• [Work to be completed] Add 12 to each coordinate in the answer points, then write out every line of the records below again, requests included. Leave the sample points inside the requests unchanged.

• [Data listing]
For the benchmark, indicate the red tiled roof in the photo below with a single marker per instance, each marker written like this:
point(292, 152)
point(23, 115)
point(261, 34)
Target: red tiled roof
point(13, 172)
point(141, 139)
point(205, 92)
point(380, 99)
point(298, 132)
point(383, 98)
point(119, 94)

• [The response]
For the benchmark, indicate the red tiled roof in the photo below with a single marker per instance, each marker written like this:
point(292, 152)
point(23, 115)
point(261, 34)
Target: red tiled roof
point(25, 184)
point(153, 151)
point(217, 104)
point(392, 111)
point(310, 144)
point(395, 110)
point(131, 106)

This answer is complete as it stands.